[TASK GOAL] List each line of the items below that contains the word "wall", copying every such line in full. Treat the match as case-sensitive.

(Coordinate labeling data)
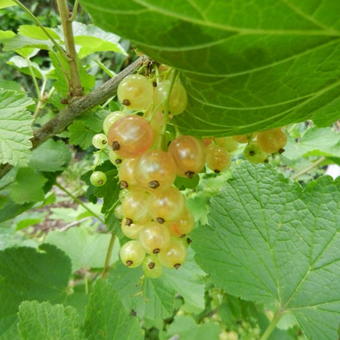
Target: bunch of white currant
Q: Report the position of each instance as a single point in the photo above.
(154, 212)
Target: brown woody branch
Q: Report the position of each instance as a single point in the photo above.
(78, 107)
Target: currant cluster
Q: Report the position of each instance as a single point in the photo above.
(154, 214)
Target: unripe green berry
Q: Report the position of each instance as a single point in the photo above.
(98, 178)
(99, 141)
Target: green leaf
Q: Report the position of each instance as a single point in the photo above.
(106, 318)
(10, 85)
(151, 299)
(187, 282)
(35, 32)
(92, 39)
(315, 142)
(50, 156)
(6, 3)
(186, 328)
(40, 321)
(4, 35)
(28, 186)
(83, 129)
(245, 66)
(18, 42)
(272, 242)
(15, 127)
(31, 274)
(86, 249)
(23, 66)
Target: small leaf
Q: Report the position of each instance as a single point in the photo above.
(15, 127)
(38, 321)
(272, 242)
(31, 274)
(50, 156)
(106, 318)
(28, 186)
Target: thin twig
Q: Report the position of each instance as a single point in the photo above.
(108, 256)
(37, 21)
(76, 199)
(308, 168)
(76, 108)
(75, 87)
(34, 78)
(75, 10)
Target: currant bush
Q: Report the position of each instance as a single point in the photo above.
(153, 212)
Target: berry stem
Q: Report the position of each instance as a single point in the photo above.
(75, 87)
(272, 325)
(108, 256)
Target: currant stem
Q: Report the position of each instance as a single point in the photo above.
(108, 256)
(75, 87)
(272, 325)
(76, 199)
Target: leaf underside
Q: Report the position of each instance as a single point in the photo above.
(247, 65)
(272, 242)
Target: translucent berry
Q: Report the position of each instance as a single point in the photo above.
(218, 158)
(135, 205)
(174, 255)
(99, 141)
(167, 205)
(127, 173)
(271, 141)
(254, 154)
(243, 138)
(98, 178)
(110, 119)
(136, 92)
(189, 155)
(152, 267)
(156, 169)
(131, 230)
(114, 158)
(183, 225)
(154, 237)
(132, 254)
(229, 143)
(130, 136)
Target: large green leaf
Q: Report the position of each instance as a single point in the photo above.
(86, 249)
(106, 318)
(272, 242)
(247, 65)
(315, 142)
(15, 127)
(28, 186)
(186, 328)
(50, 156)
(41, 321)
(30, 274)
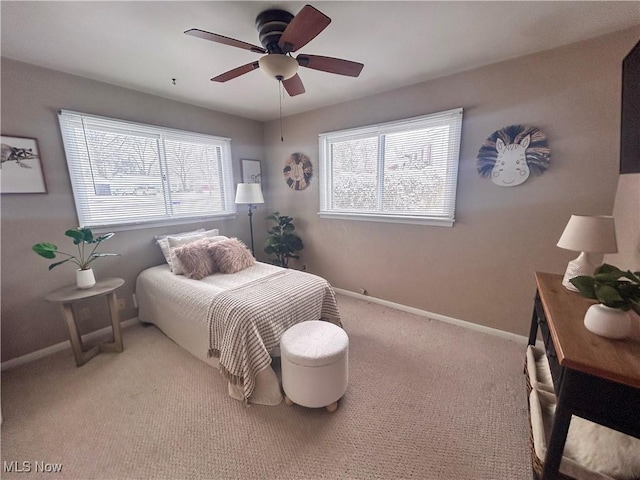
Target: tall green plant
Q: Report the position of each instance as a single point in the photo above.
(611, 286)
(282, 242)
(87, 245)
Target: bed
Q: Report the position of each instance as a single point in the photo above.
(234, 321)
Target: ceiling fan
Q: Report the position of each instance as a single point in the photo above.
(281, 33)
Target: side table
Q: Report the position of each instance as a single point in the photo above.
(66, 296)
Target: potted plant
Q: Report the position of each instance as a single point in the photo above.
(617, 291)
(282, 242)
(87, 245)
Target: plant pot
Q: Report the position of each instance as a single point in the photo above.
(85, 278)
(607, 322)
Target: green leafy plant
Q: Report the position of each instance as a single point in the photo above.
(611, 286)
(282, 242)
(82, 238)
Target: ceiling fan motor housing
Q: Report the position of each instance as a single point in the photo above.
(271, 24)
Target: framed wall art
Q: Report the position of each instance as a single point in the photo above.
(21, 169)
(251, 172)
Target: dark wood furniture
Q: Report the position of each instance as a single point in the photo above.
(595, 378)
(67, 296)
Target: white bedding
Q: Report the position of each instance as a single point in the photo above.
(179, 307)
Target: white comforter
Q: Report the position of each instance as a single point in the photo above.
(179, 307)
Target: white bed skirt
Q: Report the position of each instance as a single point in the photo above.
(178, 319)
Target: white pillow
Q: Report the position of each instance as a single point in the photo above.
(175, 242)
(163, 243)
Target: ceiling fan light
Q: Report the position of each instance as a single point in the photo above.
(278, 66)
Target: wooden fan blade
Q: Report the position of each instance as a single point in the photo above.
(293, 86)
(330, 64)
(214, 37)
(236, 72)
(304, 27)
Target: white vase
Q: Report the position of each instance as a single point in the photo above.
(85, 278)
(607, 322)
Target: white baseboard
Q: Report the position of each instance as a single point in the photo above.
(436, 316)
(45, 352)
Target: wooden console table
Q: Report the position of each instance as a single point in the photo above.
(66, 296)
(595, 378)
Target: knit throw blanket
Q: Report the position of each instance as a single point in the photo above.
(246, 322)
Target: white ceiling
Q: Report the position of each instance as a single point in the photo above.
(141, 45)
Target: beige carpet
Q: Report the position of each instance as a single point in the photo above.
(426, 400)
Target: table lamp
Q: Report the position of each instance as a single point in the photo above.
(586, 234)
(249, 194)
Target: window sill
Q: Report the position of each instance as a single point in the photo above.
(439, 222)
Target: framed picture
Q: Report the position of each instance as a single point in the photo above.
(21, 169)
(251, 172)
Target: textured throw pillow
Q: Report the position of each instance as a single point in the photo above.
(195, 259)
(163, 243)
(174, 261)
(231, 255)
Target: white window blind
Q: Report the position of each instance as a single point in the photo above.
(126, 173)
(404, 171)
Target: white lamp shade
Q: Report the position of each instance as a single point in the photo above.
(278, 66)
(595, 234)
(249, 193)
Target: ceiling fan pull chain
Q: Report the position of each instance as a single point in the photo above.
(280, 95)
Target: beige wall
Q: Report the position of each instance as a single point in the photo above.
(31, 97)
(627, 214)
(481, 270)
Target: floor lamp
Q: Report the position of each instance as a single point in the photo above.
(249, 194)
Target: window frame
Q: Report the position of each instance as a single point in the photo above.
(452, 117)
(225, 176)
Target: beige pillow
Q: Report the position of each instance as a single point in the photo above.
(195, 259)
(231, 255)
(163, 243)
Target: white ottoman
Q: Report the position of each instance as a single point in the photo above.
(314, 357)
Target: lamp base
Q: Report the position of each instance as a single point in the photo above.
(580, 266)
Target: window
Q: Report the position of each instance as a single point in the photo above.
(404, 171)
(126, 173)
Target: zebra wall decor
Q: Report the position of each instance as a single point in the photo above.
(510, 154)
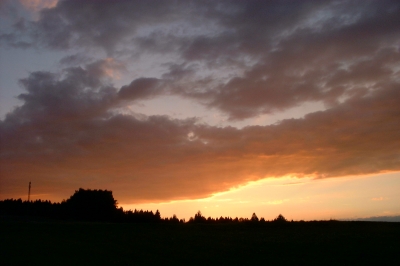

[RESULT]
Target: framed wall art
Target: beige wall
Target: zebra wall decor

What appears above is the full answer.